Turn the part of the records from the line containing "Kindly outline every instance of the advertising" through the end of the records into a JSON list of strings, one string per line, leaving out blank lines.
====== Given information
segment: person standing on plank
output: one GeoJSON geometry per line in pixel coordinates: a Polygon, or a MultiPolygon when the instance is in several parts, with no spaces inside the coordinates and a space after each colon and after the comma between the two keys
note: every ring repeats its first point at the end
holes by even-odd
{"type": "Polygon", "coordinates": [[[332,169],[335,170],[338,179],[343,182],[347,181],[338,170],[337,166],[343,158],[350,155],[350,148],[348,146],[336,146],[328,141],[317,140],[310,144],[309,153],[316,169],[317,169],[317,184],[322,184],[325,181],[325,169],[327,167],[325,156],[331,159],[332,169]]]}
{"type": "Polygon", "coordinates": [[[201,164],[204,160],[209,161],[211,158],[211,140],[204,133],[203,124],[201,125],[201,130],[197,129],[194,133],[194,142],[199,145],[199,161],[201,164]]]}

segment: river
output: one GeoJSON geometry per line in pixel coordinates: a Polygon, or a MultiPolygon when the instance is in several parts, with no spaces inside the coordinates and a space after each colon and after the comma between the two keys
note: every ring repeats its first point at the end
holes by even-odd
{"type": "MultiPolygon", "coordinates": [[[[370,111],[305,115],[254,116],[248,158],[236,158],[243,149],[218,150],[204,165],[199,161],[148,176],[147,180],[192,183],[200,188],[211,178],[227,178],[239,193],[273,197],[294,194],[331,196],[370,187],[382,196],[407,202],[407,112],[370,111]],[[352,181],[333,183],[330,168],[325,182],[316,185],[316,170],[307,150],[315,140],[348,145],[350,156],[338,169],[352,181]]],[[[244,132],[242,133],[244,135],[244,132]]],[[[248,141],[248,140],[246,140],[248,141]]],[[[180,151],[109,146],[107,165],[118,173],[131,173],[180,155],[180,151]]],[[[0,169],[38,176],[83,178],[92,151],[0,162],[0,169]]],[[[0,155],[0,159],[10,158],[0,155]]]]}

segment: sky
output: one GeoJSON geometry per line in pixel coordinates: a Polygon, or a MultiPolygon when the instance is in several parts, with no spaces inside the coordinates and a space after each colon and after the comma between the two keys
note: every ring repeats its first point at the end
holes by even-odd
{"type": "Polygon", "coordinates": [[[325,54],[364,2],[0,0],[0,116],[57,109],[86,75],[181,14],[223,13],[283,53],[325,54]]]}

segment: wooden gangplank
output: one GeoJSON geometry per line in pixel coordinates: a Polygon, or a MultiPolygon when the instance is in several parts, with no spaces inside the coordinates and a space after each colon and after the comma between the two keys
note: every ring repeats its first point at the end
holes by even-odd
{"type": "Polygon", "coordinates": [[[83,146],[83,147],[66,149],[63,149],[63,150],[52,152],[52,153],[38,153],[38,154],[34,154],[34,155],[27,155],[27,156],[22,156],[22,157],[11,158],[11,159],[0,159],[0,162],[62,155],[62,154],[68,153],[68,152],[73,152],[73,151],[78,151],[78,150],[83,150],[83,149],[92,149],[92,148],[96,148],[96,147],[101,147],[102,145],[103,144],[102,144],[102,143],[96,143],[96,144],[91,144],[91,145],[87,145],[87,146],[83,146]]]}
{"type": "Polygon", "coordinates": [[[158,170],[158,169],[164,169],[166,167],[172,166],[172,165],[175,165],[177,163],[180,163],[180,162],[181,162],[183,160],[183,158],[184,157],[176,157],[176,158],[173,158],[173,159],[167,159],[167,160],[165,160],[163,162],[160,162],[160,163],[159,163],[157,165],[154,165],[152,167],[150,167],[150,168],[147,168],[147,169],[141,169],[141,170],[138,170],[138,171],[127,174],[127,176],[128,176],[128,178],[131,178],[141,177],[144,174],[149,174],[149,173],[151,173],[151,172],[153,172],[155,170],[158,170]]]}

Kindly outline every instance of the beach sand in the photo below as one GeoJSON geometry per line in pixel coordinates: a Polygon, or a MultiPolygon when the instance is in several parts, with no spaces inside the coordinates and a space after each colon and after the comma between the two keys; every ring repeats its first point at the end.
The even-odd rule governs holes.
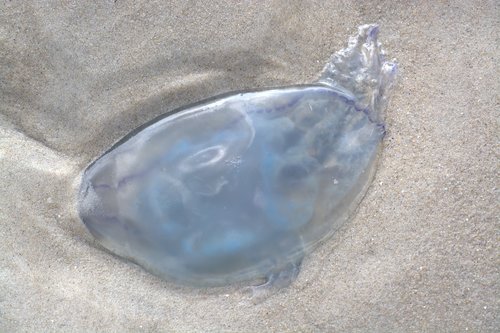
{"type": "Polygon", "coordinates": [[[0,331],[500,330],[498,1],[0,4],[0,331]],[[366,23],[399,62],[353,219],[262,303],[103,251],[76,211],[116,140],[218,93],[314,80],[366,23]]]}

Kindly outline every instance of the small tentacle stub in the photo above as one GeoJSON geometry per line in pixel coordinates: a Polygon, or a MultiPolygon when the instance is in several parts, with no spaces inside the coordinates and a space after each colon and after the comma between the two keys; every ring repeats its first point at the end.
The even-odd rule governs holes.
{"type": "Polygon", "coordinates": [[[360,27],[316,82],[225,94],[133,131],[84,171],[84,224],[177,283],[287,285],[371,181],[397,72],[377,33],[360,27]]]}

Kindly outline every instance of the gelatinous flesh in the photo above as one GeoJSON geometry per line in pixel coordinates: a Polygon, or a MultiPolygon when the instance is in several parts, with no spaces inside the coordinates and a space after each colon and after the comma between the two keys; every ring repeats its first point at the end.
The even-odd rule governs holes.
{"type": "Polygon", "coordinates": [[[112,252],[191,285],[299,262],[359,202],[385,131],[366,89],[320,82],[219,96],[134,131],[85,171],[82,220],[112,252]]]}

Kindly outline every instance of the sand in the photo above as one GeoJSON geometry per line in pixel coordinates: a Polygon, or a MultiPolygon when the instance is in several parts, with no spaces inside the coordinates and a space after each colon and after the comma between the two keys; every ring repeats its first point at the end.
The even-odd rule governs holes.
{"type": "Polygon", "coordinates": [[[0,331],[500,330],[497,1],[0,4],[0,331]],[[380,166],[297,281],[253,304],[103,251],[80,173],[175,107],[307,83],[380,24],[401,76],[380,166]]]}

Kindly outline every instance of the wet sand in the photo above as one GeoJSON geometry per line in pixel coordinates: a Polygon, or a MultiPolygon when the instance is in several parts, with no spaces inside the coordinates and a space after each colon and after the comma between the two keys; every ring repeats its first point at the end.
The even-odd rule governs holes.
{"type": "Polygon", "coordinates": [[[499,299],[495,1],[0,4],[0,331],[494,332],[499,299]],[[307,83],[365,23],[399,62],[373,185],[260,304],[98,247],[83,168],[155,116],[307,83]]]}

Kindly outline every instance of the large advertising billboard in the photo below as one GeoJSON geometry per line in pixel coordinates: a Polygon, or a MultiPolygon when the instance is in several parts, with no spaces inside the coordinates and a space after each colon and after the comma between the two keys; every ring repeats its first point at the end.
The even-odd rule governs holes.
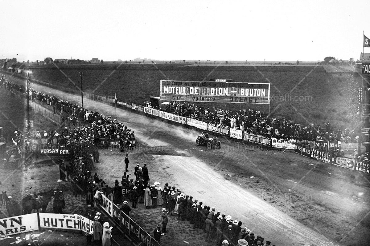
{"type": "Polygon", "coordinates": [[[193,102],[270,103],[270,84],[161,80],[161,100],[193,102]]]}

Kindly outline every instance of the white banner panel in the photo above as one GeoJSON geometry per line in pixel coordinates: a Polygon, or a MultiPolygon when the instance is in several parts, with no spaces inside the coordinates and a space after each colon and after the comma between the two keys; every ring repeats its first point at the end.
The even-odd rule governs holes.
{"type": "Polygon", "coordinates": [[[63,214],[40,213],[40,227],[80,231],[80,216],[63,214]]]}
{"type": "Polygon", "coordinates": [[[112,201],[103,194],[101,194],[101,207],[111,217],[113,216],[113,205],[112,201]]]}
{"type": "Polygon", "coordinates": [[[294,149],[296,145],[295,139],[281,139],[276,138],[272,138],[271,146],[274,148],[294,149]]]}
{"type": "Polygon", "coordinates": [[[237,139],[243,139],[243,131],[241,130],[237,130],[232,128],[231,128],[229,130],[231,137],[237,139]]]}
{"type": "Polygon", "coordinates": [[[158,116],[158,117],[161,117],[161,112],[163,112],[162,111],[161,111],[158,110],[157,109],[153,109],[152,110],[152,114],[154,115],[155,116],[158,116]]]}
{"type": "Polygon", "coordinates": [[[194,127],[202,130],[207,130],[207,123],[197,119],[188,118],[187,124],[191,127],[194,127]]]}
{"type": "Polygon", "coordinates": [[[179,116],[175,114],[173,114],[170,113],[168,113],[166,112],[161,111],[161,117],[175,122],[179,122],[179,116]]]}
{"type": "Polygon", "coordinates": [[[144,107],[144,112],[149,114],[153,114],[152,113],[152,108],[148,107],[144,107]]]}
{"type": "Polygon", "coordinates": [[[179,116],[179,123],[181,123],[182,124],[184,124],[186,125],[187,124],[188,121],[186,120],[186,117],[183,117],[182,116],[179,116]]]}
{"type": "Polygon", "coordinates": [[[92,224],[94,221],[81,215],[80,215],[80,225],[81,231],[89,233],[90,233],[90,232],[93,231],[94,226],[92,224]]]}
{"type": "Polygon", "coordinates": [[[38,229],[37,213],[0,219],[0,236],[11,236],[38,229]]]}

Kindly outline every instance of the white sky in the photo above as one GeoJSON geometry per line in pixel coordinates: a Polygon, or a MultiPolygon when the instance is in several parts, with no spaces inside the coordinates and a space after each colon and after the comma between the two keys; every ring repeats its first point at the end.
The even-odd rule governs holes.
{"type": "Polygon", "coordinates": [[[369,7],[369,0],[3,0],[0,58],[356,60],[363,31],[370,37],[369,7]]]}

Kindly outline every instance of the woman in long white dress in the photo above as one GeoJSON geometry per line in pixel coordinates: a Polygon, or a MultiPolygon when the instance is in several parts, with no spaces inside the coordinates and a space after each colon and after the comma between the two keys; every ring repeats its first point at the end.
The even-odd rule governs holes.
{"type": "Polygon", "coordinates": [[[101,246],[111,246],[111,233],[112,231],[109,229],[109,223],[104,222],[103,226],[101,246]]]}
{"type": "MultiPolygon", "coordinates": [[[[163,199],[162,194],[163,193],[163,189],[161,187],[161,184],[159,182],[157,183],[157,186],[155,188],[158,191],[158,195],[157,196],[157,205],[161,206],[163,205],[163,199]]],[[[154,183],[155,184],[155,183],[154,183]]]]}

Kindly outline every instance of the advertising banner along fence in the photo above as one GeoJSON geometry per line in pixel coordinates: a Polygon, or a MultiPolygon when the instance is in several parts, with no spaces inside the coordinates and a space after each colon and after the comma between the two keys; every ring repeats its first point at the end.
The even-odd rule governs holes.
============
## Answer to the problem
[
  "Kindly outline every instance of the advertising banner along fence in the photo above as one GeoJSON geometry per line in pixel coordinates: a Polygon, or a MultiPolygon when the instance is in several parts, with no spaces inside the coordinates and a space after each colon and after the comma between the two keys; every ring repeats its first point at the end.",
  "The even-odd rule governs holes."
]